BRANO SELEZIONATO >>
────────

Un unico padrone: il lettore

La mia prima preoccupazione fu questa: sarei riuscito a mettere insieme una redazione giusta per “i fatti separati dalle opinioni”? Dalla gestione del mensile ereditavo già sei redattori che erano in perfetta sintonia con il giornalismo all’americana e costituirono, quindi, una eccellente base di partenza. Per quelli che sarebbero arrivati in un secondo tempo, avrei puntato su un materiale vergine. C’erano molti giovani che volevano fare i giornalisti: li avrei provati, senza superare i tre mesi consentiti dal contratto. E così feci.

Volli fosse chiaro a tutti che avremmo avuto un unico padrone: il lettore. E seguii l’esempio di Helenio Herrera, l’allenatore dell’Inter che aveva l’abitudine di comunicare con la sua squadra attraverso ordini di servizio: coniai, quindi, una specie di decalogo sul comportamento che ogni giornalista di Panorama avrebbe dovuto osservare.

Primo: siamo venuti dalla luna

per vedere che cosa succede dalle nostre parti

Secondo: il mio ‘io’ non conta niente, ognuno di noi

è un umile raccoglitore di notizie per conto terzi

Terzo: è bene che i redattori abbiano molti amici,

ma si ricordino che il giornale non ne ha nessuno

Su questo terzo punto l’editore fu talmente favorevole da stabilire che sarebbe stato il figlio Giorgio a sbrigarsela con le eventuali contestazioni dei politici. E così andò. Ogni tanto Giorgio mi chiamava e diceva: “Ha telefonato Mario Tanassi (o Mariano Rumor o Luigi Preti). Ha detto questo…”. Tutto lì.

────────

DATI FORNITI >>
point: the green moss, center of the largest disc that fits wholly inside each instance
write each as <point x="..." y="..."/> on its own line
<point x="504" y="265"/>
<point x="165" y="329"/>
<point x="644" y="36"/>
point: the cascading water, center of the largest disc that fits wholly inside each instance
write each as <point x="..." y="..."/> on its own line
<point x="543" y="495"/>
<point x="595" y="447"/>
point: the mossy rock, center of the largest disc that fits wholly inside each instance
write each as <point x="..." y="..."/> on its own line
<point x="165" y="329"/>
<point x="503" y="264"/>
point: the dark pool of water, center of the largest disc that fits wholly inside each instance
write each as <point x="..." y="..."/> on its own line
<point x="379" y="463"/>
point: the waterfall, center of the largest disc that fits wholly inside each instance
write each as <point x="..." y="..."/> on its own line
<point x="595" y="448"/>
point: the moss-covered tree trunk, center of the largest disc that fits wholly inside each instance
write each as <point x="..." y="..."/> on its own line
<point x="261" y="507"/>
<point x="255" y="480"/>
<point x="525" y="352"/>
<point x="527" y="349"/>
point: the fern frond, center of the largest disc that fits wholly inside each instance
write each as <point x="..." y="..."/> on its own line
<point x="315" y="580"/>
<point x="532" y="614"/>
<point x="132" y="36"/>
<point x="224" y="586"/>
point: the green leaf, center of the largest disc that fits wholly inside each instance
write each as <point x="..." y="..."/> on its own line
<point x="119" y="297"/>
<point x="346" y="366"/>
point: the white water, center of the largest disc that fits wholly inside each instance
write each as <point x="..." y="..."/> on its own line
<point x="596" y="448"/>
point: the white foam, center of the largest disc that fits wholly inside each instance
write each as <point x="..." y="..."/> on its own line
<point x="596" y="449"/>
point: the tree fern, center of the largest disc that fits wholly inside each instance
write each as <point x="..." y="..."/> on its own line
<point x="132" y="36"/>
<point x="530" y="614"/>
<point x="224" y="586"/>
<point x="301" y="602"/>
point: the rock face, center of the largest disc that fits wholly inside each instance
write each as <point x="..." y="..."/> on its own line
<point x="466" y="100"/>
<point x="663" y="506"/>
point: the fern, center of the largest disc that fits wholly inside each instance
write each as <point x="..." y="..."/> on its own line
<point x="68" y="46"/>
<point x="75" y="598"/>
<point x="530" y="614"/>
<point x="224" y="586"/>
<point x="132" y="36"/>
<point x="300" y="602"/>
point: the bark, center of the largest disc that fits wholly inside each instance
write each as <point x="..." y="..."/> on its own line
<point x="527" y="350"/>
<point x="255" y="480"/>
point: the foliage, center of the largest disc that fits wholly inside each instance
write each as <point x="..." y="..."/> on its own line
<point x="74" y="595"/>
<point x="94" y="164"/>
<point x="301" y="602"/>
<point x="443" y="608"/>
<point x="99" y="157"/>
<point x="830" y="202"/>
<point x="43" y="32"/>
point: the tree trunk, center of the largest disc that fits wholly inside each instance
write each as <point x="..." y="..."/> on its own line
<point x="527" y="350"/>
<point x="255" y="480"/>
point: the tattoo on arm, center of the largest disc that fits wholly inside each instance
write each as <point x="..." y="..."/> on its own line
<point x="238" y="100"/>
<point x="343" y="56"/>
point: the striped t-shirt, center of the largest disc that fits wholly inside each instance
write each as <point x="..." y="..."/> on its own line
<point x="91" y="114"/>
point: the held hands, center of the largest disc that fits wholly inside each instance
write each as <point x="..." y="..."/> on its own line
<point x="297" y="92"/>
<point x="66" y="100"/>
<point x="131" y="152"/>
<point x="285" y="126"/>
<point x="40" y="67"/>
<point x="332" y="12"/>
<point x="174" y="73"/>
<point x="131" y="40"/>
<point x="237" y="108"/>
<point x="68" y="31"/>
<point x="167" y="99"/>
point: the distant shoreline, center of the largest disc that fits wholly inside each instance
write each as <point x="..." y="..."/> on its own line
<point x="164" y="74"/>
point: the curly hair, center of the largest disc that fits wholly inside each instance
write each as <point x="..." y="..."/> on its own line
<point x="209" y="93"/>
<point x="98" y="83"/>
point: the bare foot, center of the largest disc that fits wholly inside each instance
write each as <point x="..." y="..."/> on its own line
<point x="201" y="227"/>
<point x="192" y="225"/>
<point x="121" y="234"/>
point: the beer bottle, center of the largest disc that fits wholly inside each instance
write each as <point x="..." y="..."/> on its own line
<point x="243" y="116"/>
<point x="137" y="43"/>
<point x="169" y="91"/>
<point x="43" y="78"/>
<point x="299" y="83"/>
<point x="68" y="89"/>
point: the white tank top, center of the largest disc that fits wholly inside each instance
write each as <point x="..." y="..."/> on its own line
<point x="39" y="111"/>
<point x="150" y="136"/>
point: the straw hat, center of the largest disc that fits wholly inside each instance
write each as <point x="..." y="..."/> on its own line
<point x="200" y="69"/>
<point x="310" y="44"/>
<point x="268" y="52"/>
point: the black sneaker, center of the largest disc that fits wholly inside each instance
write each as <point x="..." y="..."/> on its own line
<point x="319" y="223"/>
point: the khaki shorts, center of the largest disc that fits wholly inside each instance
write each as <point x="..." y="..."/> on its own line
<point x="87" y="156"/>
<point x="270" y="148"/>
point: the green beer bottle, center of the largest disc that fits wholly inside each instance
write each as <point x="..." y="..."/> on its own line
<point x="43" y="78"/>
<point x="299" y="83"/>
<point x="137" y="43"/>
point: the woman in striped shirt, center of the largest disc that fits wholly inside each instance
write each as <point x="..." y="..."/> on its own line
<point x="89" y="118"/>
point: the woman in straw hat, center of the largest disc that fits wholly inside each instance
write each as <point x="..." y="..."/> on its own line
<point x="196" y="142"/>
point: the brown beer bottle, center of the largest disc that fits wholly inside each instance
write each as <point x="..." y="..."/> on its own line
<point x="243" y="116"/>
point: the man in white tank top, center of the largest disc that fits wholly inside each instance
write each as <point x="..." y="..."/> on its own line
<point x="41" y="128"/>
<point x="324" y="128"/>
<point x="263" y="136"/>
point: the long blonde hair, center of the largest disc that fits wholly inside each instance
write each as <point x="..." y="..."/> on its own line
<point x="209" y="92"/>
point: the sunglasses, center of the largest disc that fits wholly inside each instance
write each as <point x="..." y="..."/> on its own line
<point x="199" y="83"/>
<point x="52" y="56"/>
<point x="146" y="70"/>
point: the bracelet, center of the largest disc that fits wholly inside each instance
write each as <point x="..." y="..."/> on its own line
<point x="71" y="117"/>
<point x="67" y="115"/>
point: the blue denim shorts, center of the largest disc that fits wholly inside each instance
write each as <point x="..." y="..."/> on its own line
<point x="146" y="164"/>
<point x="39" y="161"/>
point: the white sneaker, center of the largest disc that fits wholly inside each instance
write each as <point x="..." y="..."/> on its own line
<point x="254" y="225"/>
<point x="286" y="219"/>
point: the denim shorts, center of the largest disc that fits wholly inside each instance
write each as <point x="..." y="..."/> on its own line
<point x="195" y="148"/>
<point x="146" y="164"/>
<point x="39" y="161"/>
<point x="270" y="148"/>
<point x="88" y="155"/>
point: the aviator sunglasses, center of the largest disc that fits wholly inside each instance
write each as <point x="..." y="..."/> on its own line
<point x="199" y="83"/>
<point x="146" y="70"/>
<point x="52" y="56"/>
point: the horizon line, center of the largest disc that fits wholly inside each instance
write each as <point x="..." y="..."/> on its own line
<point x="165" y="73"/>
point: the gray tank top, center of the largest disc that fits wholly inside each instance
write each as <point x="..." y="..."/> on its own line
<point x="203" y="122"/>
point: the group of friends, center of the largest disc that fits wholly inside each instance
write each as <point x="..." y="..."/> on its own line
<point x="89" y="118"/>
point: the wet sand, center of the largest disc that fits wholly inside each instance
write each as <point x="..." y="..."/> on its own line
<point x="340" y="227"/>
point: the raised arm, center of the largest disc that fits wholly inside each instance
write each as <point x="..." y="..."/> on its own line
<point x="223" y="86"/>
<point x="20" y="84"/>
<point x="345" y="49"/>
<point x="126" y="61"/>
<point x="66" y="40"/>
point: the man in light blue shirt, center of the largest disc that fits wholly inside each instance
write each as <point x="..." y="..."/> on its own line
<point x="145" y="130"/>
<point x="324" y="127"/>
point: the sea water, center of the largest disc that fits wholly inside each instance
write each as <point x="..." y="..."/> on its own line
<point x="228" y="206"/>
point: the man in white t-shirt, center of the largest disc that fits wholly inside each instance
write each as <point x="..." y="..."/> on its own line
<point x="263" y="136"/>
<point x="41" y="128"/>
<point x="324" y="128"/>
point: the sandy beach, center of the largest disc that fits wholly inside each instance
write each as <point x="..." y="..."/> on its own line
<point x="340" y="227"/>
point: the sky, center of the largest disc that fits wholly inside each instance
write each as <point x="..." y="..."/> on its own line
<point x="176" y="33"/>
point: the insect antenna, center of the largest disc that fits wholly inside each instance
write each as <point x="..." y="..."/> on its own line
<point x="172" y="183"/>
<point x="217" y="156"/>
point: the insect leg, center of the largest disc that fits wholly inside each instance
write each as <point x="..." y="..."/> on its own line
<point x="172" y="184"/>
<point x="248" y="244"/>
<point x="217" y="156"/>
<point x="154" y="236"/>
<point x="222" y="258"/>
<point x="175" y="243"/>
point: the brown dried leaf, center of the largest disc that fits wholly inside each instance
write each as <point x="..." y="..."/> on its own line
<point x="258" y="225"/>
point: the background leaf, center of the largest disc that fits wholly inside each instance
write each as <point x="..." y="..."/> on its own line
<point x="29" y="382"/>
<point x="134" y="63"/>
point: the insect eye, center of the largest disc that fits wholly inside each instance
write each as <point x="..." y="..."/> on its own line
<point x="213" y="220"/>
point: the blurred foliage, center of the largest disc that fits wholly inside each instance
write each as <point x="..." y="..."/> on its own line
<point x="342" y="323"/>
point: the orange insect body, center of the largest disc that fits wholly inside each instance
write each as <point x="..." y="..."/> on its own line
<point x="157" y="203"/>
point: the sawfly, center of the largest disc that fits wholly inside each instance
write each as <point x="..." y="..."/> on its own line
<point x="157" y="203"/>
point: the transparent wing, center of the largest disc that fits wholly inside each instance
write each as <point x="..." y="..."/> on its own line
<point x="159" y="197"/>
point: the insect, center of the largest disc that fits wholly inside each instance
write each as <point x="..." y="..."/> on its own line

────────

COMPITO SCRITTO >>
Puoi trascrivere fedelmente il tratto del brano sulla redazione di Panorama che comincia con "La mia prima" e prosegue fino a "avrebbe dovuto osservare."?

RISPOSTA >>
La mia prima preoccupazione fu questa: sarei riuscito a mettere insieme una redazione giusta per “i fatti separati dalle opinioni”? Dalla gestione del mensile ereditavo già sei redattori che erano in perfetta sintonia con il giornalismo all’americana e costituirono, quindi, una eccellente base di partenza. Per quelli che sarebbero arrivati in un secondo tempo, avrei puntato su un materiale vergine. C’erano molti giovani che volevano fare i giornalisti: li avrei provati, senza superare i tre mesi consentiti dal contratto. E così feci.

Volli fosse chiaro a tutti che avremmo avuto un unico padrone: il lettore. E seguii l’esempio di Helenio Herrera, l’allenatore dell’Inter che aveva l’abitudine di comunicare con la sua squadra attraverso ordini di servizio: coniai, quindi, una specie di decalogo sul comportamento che ogni giornalista di Panorama avrebbe dovuto osservare.